→ **DATASET EXCERPTS**:
______________________________
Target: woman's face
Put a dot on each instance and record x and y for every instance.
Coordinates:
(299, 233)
______________________________
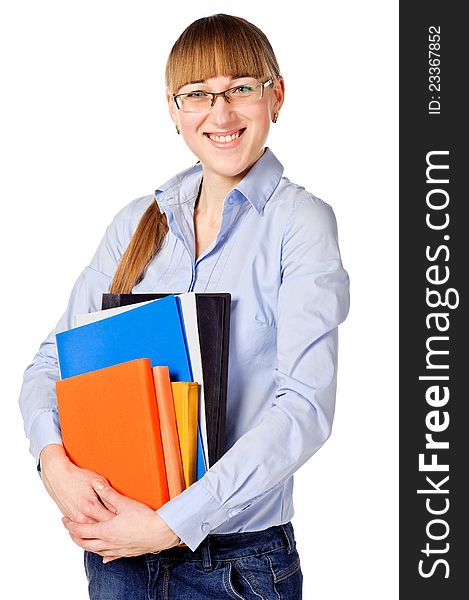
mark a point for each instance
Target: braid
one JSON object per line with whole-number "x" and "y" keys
______________________________
→ **ABOUT THIS TASK**: Please find the lines in the data that contain the word "instance" and copy them.

→ **SOLVED PROBLEM**:
Put a dot on each instance and record x and y for every instance.
mark a point for each instance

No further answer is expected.